▶ [Problem] Return the listing word for word from its first line up to and including the line with "<point>208,343</point>". Omit the pictures.

++++ Information provided

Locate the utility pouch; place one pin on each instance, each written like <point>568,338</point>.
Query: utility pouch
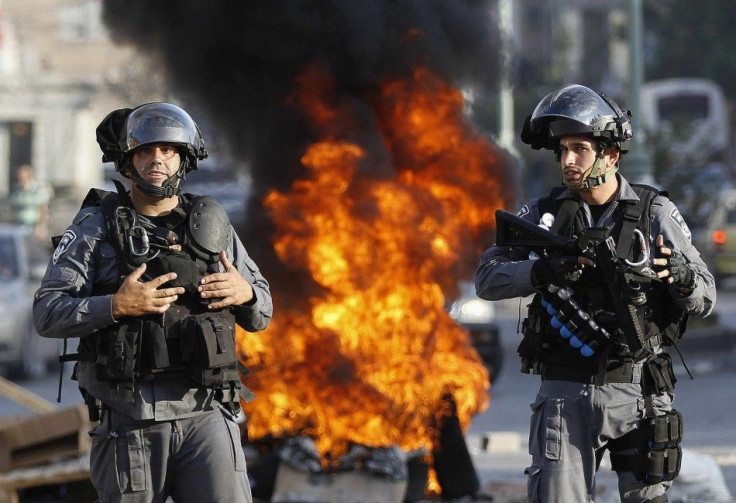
<point>662,376</point>
<point>664,455</point>
<point>117,352</point>
<point>531,347</point>
<point>657,442</point>
<point>208,343</point>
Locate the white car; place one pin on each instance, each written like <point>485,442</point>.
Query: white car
<point>23,353</point>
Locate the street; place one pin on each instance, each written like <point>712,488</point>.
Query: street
<point>707,402</point>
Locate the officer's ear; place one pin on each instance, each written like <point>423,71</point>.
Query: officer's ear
<point>613,152</point>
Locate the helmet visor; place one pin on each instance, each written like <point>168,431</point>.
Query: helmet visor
<point>160,123</point>
<point>575,102</point>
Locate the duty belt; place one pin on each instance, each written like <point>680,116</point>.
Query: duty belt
<point>623,373</point>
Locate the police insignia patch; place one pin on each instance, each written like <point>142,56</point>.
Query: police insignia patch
<point>66,240</point>
<point>677,218</point>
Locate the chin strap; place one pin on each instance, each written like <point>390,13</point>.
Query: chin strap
<point>591,179</point>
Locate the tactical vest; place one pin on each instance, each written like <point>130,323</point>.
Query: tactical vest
<point>188,341</point>
<point>662,321</point>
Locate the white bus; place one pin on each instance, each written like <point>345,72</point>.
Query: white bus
<point>692,113</point>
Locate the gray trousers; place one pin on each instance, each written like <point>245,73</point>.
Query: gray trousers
<point>570,427</point>
<point>191,460</point>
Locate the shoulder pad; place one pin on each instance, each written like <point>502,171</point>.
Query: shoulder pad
<point>208,228</point>
<point>94,197</point>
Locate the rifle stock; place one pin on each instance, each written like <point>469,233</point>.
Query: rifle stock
<point>595,243</point>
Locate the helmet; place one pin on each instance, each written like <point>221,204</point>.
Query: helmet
<point>164,123</point>
<point>575,110</point>
<point>124,130</point>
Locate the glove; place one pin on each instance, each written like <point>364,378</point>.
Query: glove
<point>683,276</point>
<point>558,268</point>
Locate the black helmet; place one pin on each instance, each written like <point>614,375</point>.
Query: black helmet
<point>164,123</point>
<point>124,130</point>
<point>574,110</point>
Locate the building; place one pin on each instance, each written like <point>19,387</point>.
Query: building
<point>60,74</point>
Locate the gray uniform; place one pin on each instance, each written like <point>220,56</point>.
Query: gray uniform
<point>572,422</point>
<point>173,437</point>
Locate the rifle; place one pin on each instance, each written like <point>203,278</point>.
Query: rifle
<point>620,276</point>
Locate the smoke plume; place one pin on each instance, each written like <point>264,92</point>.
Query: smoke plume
<point>238,62</point>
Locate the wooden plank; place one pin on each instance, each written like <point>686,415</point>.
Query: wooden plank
<point>24,397</point>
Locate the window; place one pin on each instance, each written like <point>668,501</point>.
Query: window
<point>82,21</point>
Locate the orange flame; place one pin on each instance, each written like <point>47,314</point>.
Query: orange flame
<point>367,357</point>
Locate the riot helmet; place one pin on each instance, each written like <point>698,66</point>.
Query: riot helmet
<point>576,110</point>
<point>153,123</point>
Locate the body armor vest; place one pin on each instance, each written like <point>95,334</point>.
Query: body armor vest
<point>188,340</point>
<point>662,321</point>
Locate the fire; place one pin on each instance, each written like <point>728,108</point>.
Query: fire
<point>366,353</point>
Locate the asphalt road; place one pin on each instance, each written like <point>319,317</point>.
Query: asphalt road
<point>498,438</point>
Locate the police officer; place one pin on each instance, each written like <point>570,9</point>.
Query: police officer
<point>153,281</point>
<point>606,383</point>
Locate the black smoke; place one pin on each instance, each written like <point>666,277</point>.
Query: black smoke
<point>237,61</point>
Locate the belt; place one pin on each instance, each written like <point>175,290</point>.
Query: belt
<point>623,373</point>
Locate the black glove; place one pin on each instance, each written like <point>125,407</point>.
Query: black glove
<point>682,275</point>
<point>558,268</point>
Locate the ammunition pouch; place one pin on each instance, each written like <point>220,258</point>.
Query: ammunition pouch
<point>659,376</point>
<point>652,452</point>
<point>207,345</point>
<point>117,350</point>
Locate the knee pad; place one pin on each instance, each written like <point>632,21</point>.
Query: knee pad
<point>658,455</point>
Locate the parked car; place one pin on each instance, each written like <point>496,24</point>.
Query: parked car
<point>23,353</point>
<point>478,317</point>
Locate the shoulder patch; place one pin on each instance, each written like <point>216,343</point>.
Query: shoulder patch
<point>677,218</point>
<point>66,240</point>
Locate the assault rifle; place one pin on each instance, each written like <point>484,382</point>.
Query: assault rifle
<point>596,243</point>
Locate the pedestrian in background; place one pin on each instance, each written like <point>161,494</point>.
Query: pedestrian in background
<point>29,202</point>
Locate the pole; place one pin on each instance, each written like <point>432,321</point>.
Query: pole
<point>638,164</point>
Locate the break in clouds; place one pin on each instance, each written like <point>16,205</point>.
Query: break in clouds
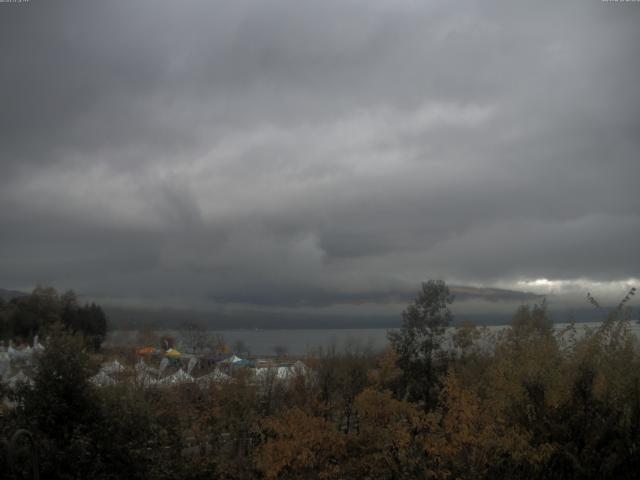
<point>318,153</point>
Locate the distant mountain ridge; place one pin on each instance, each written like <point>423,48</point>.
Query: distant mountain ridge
<point>8,295</point>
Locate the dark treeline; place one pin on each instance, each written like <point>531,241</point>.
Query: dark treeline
<point>23,317</point>
<point>528,402</point>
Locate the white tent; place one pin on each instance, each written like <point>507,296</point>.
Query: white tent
<point>112,367</point>
<point>214,377</point>
<point>102,379</point>
<point>19,378</point>
<point>177,378</point>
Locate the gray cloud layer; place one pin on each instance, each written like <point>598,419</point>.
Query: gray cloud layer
<point>307,152</point>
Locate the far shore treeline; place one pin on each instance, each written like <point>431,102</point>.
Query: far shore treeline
<point>538,403</point>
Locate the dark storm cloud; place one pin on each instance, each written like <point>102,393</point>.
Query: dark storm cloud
<point>311,153</point>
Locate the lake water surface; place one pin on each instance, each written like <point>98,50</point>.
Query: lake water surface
<point>303,341</point>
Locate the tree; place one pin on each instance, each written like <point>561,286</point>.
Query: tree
<point>419,340</point>
<point>300,446</point>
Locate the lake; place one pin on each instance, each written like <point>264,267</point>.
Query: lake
<point>303,341</point>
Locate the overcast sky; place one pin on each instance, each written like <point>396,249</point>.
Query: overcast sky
<point>318,153</point>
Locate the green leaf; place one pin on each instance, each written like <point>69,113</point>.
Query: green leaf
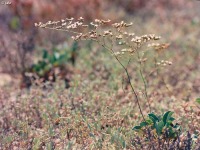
<point>167,116</point>
<point>198,100</point>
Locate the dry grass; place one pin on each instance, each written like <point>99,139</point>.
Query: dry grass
<point>96,112</point>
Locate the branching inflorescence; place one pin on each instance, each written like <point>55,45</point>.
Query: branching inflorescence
<point>118,41</point>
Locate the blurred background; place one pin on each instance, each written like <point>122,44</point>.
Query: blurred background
<point>24,47</point>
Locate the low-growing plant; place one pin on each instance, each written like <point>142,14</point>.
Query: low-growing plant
<point>126,47</point>
<point>121,44</point>
<point>56,59</point>
<point>161,126</point>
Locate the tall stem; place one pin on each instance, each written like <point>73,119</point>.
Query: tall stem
<point>127,73</point>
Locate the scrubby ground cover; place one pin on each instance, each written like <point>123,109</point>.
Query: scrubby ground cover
<point>98,111</point>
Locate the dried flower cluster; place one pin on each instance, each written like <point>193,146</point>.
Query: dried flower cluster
<point>116,40</point>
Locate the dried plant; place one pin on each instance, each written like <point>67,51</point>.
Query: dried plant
<point>119,42</point>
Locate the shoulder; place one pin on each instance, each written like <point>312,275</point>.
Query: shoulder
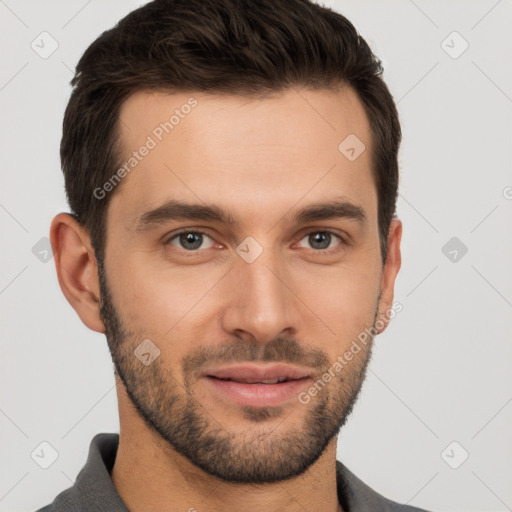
<point>355,495</point>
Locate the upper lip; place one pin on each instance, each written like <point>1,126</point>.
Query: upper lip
<point>252,373</point>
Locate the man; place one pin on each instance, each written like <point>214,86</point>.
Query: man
<point>232,171</point>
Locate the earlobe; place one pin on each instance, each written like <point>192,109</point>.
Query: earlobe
<point>77,269</point>
<point>389,273</point>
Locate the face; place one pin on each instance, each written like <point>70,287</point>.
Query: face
<point>242,247</point>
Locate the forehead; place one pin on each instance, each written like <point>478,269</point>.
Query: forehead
<point>256,157</point>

++++++++

▶ [Reply to the exercise]
Locate the utility pouch; place one pin on each instance, each written like <point>568,338</point>.
Query: utility pouch
<point>662,376</point>
<point>664,455</point>
<point>117,352</point>
<point>531,347</point>
<point>657,442</point>
<point>208,343</point>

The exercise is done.